## Begin Information given

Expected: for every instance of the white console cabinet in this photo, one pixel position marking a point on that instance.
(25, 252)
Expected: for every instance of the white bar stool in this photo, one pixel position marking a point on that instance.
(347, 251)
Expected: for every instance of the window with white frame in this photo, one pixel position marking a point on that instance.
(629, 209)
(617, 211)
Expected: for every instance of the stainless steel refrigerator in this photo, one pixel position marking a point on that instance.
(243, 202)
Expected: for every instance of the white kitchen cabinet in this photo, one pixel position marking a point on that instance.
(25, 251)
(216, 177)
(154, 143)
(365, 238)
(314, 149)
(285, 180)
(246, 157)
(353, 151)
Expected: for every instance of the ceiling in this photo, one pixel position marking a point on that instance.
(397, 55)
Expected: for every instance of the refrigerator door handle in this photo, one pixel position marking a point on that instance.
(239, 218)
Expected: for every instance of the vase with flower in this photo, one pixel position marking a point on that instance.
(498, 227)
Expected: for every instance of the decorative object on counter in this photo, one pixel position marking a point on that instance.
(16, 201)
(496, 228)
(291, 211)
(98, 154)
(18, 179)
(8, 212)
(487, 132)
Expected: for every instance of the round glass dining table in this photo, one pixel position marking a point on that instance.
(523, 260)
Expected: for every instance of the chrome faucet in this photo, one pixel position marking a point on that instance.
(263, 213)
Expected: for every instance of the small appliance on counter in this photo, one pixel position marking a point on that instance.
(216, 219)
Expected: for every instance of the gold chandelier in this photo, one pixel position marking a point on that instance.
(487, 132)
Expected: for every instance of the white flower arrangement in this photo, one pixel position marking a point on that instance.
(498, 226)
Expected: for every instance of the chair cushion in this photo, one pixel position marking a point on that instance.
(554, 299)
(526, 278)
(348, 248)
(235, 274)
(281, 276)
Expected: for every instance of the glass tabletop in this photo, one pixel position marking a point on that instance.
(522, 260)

## End Information given

→ **Short problem**
Update the lines of the material that run from the line containing "Expected: for every instance of the small" through the end of the material, replacing "chair cushion" with "seat cushion" and leaving everything else unchanged. Give only those lines.

→ **Result for this exercise**
Expected: for every instance of the small appliance on counter in this photo, one pixel position marking a point on that instance.
(216, 219)
Expected: for every instance of the gold chandelier in this photo, one pixel position marking a point on that instance.
(487, 132)
Expected: for every instance of the white flower arrangement in this photo, one pixel position marking a point on that instance.
(498, 226)
Expected: for every instance of the seat cushion in this photo, one pixel position marking a point on that instance.
(554, 299)
(526, 278)
(348, 248)
(235, 274)
(281, 276)
Expected: for every instance of the glass tabletop in this photo, one pixel position marking a point on that instance.
(522, 260)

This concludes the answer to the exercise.